## TO DO
Transcribe, word for word and with nothing extra, the line containing "Query: lattice fence panel" and each line that comes after it in the entries.

#####

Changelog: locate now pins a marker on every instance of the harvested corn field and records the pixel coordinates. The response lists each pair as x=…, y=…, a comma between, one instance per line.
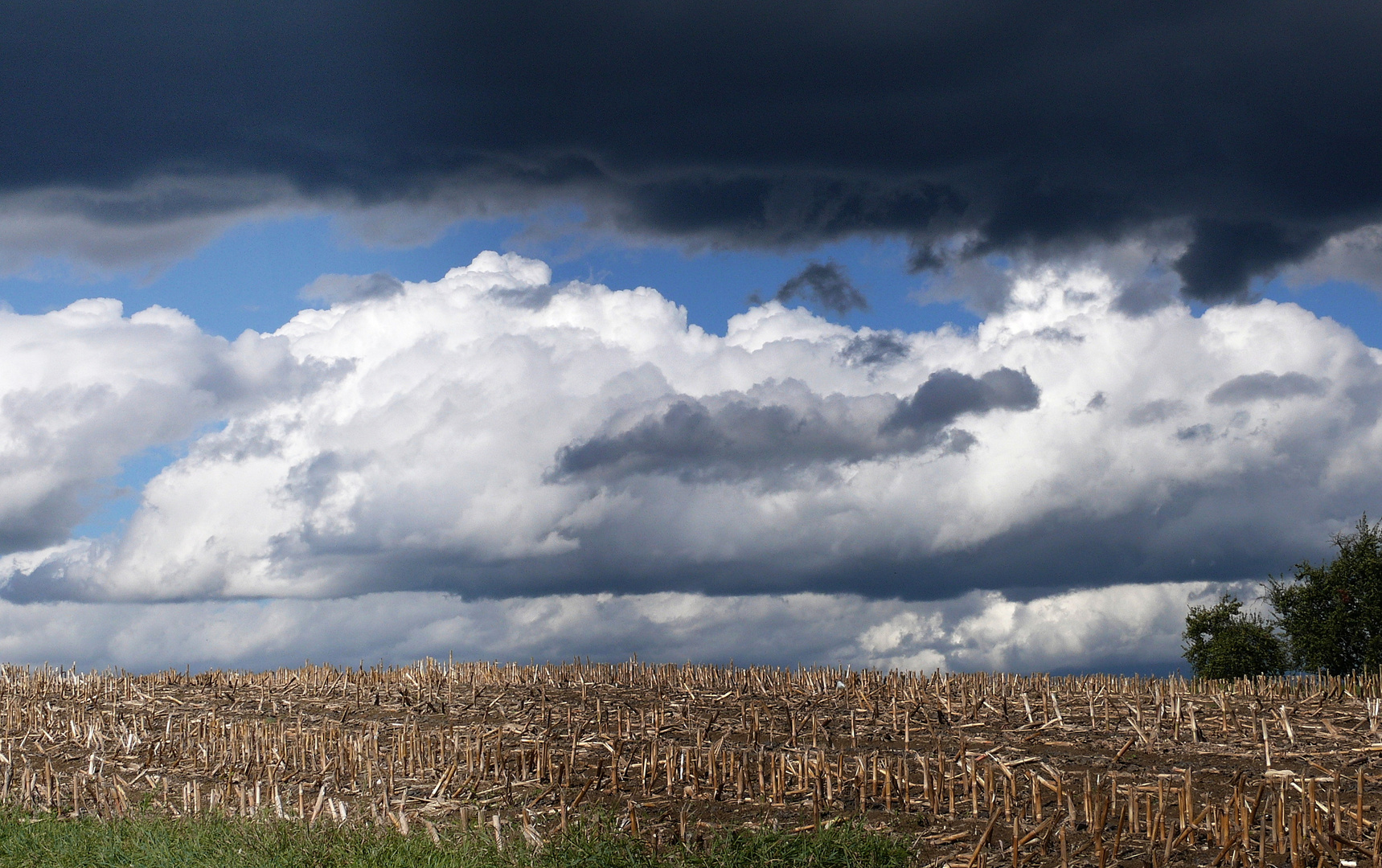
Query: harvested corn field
x=970, y=769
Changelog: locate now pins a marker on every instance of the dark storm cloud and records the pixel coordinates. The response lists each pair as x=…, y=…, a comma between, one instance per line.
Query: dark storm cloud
x=1023, y=126
x=784, y=428
x=1266, y=386
x=875, y=349
x=947, y=394
x=826, y=285
x=334, y=288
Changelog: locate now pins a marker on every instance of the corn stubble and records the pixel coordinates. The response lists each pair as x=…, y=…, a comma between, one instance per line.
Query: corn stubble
x=969, y=769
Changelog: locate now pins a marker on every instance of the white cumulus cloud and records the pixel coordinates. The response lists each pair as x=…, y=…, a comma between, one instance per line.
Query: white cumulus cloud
x=502, y=439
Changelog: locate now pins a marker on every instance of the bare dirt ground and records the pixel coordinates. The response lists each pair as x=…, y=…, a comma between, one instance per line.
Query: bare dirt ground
x=1074, y=770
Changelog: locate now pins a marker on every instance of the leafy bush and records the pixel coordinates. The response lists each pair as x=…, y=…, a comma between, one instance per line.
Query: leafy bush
x=1220, y=641
x=1332, y=614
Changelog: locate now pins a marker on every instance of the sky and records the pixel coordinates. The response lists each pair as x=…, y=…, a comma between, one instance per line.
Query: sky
x=901, y=335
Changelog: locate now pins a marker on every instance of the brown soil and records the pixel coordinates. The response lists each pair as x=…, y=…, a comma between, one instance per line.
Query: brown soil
x=1103, y=769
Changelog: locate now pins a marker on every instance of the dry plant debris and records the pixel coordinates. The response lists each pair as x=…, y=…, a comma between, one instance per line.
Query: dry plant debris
x=974, y=769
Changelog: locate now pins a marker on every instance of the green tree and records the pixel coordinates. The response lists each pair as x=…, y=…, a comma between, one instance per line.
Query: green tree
x=1332, y=614
x=1220, y=641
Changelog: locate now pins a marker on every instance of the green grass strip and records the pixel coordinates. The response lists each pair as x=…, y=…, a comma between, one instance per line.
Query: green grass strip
x=157, y=842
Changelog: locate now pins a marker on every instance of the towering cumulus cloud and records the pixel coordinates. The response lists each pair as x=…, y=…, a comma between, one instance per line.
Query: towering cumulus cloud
x=535, y=448
x=1240, y=133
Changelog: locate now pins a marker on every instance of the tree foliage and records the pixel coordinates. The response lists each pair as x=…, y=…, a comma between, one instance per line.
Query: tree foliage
x=1220, y=641
x=1332, y=614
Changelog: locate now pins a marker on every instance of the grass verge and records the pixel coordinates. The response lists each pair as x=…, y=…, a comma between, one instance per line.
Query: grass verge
x=158, y=842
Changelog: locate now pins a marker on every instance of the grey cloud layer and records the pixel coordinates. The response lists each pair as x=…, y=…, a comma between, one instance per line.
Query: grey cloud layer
x=1249, y=129
x=498, y=436
x=1128, y=628
x=784, y=428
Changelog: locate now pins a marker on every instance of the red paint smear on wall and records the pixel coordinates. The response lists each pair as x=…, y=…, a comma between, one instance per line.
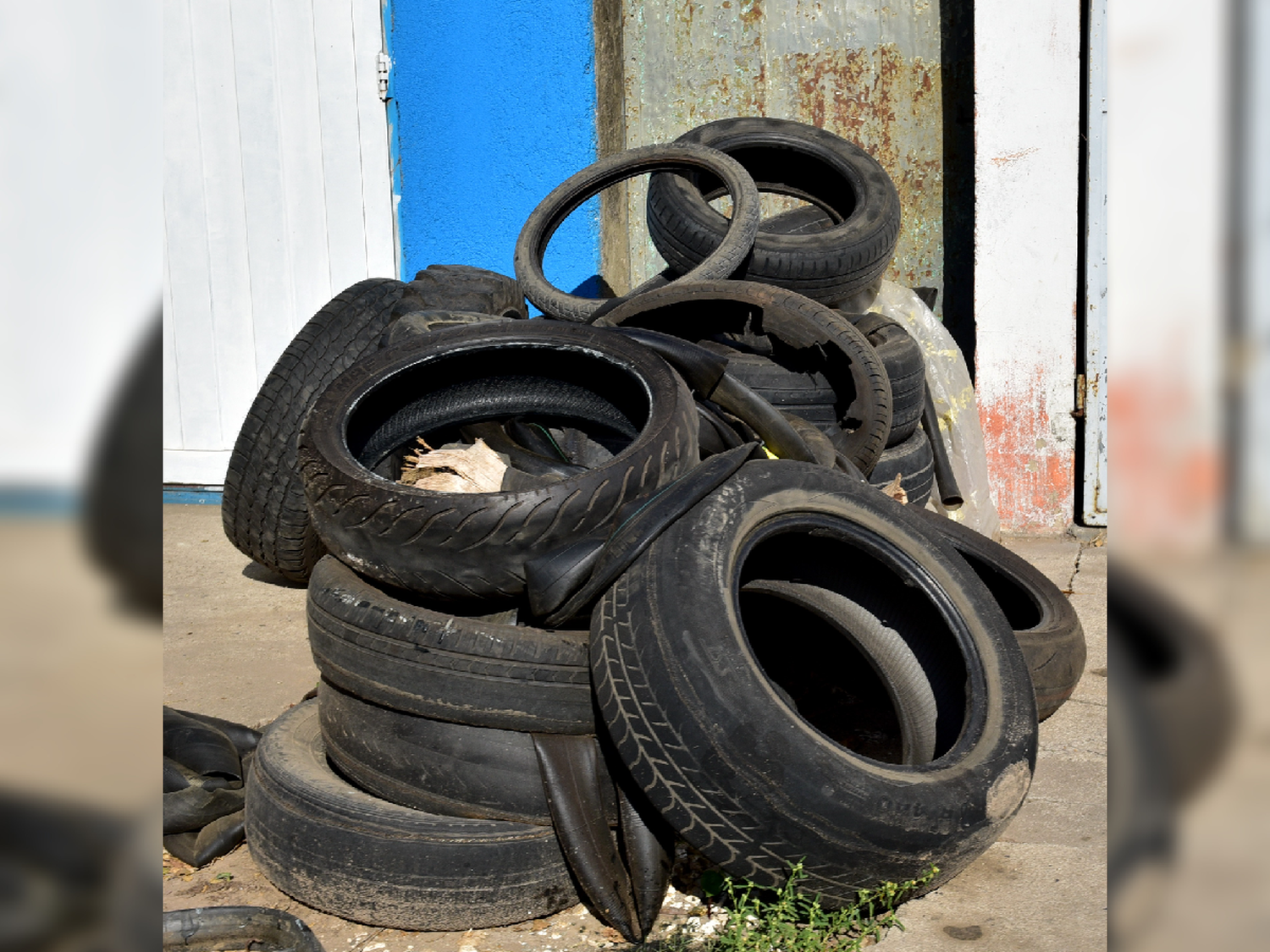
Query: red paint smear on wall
x=1034, y=485
x=1168, y=469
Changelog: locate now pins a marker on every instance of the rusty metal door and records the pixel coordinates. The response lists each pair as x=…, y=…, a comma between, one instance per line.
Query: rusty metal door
x=868, y=71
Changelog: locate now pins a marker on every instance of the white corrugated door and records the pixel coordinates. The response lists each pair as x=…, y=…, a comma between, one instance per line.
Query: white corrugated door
x=277, y=195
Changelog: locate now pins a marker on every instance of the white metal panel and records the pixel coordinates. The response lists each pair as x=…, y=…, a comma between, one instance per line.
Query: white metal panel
x=340, y=151
x=263, y=197
x=1252, y=454
x=376, y=162
x=1095, y=421
x=229, y=276
x=277, y=195
x=188, y=296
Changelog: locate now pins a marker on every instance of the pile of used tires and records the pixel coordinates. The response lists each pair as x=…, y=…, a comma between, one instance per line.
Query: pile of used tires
x=678, y=611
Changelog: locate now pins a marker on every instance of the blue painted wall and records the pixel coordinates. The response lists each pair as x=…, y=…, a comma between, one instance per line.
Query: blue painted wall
x=493, y=104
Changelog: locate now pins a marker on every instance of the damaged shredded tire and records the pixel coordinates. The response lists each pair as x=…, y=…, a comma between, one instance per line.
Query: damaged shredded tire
x=790, y=159
x=345, y=852
x=690, y=685
x=798, y=333
x=460, y=287
x=1043, y=619
x=472, y=546
x=449, y=768
x=386, y=650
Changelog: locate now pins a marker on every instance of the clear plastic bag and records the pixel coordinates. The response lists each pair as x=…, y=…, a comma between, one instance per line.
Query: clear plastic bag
x=952, y=393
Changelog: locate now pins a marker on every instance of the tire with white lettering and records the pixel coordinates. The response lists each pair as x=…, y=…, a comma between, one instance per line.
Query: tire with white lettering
x=739, y=725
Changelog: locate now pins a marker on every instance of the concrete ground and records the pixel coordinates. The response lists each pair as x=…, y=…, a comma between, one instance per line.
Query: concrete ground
x=235, y=647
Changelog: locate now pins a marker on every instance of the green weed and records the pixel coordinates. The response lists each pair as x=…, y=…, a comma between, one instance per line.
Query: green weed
x=787, y=921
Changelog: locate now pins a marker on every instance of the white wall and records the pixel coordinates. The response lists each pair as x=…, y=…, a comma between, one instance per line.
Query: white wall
x=80, y=221
x=1166, y=228
x=277, y=195
x=1028, y=68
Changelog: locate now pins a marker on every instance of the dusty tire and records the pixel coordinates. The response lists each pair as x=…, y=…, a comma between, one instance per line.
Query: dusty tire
x=721, y=261
x=474, y=546
x=902, y=357
x=802, y=335
x=681, y=685
x=460, y=287
x=446, y=768
x=263, y=509
x=1041, y=616
x=400, y=655
x=792, y=159
x=345, y=852
x=914, y=461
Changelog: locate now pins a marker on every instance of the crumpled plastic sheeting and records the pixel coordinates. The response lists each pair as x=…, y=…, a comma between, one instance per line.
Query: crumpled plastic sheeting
x=952, y=393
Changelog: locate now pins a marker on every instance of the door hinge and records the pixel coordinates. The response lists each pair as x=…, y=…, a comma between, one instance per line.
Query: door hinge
x=383, y=63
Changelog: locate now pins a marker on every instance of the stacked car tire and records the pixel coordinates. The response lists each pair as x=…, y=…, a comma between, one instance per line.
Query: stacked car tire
x=683, y=612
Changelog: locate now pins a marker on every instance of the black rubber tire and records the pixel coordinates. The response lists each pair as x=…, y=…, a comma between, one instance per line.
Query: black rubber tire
x=413, y=324
x=213, y=928
x=886, y=652
x=902, y=357
x=802, y=334
x=447, y=768
x=820, y=444
x=1044, y=621
x=732, y=767
x=792, y=159
x=781, y=388
x=460, y=287
x=474, y=546
x=914, y=461
x=263, y=509
x=721, y=261
x=345, y=852
x=1142, y=812
x=122, y=526
x=1183, y=675
x=400, y=655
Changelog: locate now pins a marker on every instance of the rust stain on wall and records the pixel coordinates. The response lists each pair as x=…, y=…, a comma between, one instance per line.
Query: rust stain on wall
x=1033, y=476
x=892, y=108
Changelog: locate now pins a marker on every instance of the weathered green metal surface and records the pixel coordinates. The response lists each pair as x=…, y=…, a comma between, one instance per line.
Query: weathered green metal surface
x=868, y=71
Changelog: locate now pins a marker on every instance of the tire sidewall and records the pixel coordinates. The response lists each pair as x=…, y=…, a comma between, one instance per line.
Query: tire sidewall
x=328, y=464
x=770, y=769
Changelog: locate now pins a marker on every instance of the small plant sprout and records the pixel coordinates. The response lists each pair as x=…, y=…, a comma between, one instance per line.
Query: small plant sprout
x=787, y=921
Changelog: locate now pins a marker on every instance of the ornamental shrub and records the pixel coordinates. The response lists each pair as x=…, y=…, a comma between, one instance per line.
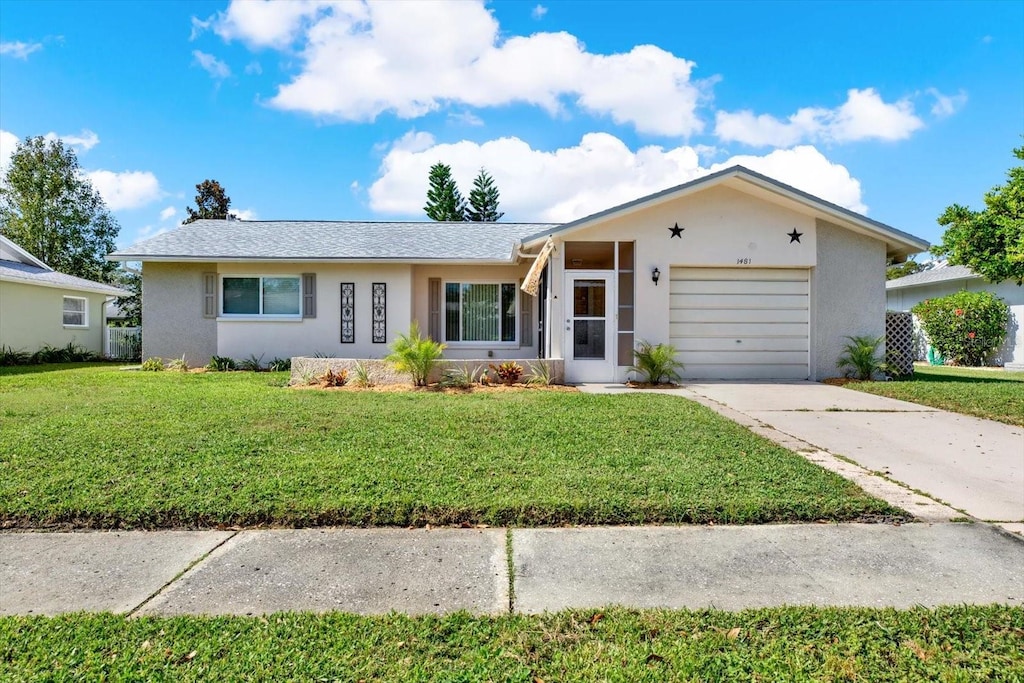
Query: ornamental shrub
x=965, y=327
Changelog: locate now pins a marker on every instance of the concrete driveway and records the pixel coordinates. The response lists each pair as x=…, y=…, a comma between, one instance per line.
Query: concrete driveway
x=971, y=464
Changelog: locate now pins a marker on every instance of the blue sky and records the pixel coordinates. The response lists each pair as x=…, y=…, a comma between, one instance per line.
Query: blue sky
x=323, y=111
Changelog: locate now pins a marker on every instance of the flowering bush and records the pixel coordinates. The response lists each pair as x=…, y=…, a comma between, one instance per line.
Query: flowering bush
x=965, y=327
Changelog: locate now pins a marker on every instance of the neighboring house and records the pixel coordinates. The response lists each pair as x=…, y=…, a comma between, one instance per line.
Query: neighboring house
x=748, y=276
x=40, y=306
x=904, y=293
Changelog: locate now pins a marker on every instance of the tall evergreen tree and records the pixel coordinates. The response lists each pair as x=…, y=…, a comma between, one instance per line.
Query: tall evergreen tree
x=211, y=202
x=444, y=202
x=48, y=208
x=483, y=200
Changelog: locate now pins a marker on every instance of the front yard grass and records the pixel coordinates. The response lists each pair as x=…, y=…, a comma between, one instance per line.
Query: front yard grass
x=962, y=643
x=94, y=446
x=993, y=394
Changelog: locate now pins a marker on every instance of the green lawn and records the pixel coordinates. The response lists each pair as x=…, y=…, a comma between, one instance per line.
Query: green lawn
x=993, y=394
x=964, y=643
x=102, y=447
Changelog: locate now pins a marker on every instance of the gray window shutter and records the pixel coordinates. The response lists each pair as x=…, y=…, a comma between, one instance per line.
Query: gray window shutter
x=525, y=317
x=434, y=322
x=209, y=295
x=308, y=295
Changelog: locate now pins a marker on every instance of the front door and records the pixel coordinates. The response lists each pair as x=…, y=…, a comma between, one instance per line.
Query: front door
x=590, y=323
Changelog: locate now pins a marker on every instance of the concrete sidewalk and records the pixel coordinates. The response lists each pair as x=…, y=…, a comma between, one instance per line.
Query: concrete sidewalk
x=441, y=570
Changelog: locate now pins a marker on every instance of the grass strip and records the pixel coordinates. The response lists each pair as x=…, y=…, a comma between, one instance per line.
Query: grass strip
x=962, y=643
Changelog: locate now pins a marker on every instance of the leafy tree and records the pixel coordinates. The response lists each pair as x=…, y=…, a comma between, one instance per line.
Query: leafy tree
x=483, y=200
x=211, y=202
x=50, y=209
x=444, y=202
x=989, y=242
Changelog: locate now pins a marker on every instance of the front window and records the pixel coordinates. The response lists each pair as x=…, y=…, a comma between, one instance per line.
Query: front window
x=75, y=311
x=480, y=312
x=261, y=296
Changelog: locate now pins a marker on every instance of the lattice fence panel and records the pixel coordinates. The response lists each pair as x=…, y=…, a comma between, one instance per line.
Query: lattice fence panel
x=900, y=342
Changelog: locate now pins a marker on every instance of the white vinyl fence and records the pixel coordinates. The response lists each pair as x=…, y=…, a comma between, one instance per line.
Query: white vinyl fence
x=124, y=343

#####

## ANSWER TO THIS EXERCISE
Query: lattice fence panel
x=900, y=342
Changelog: locate now pins a marker on every instance of the white vinyl fence and records the pixel coordinates. The response lists each pair as x=…, y=…, a comma between, one instance per line.
Query: white vinyl fence
x=124, y=343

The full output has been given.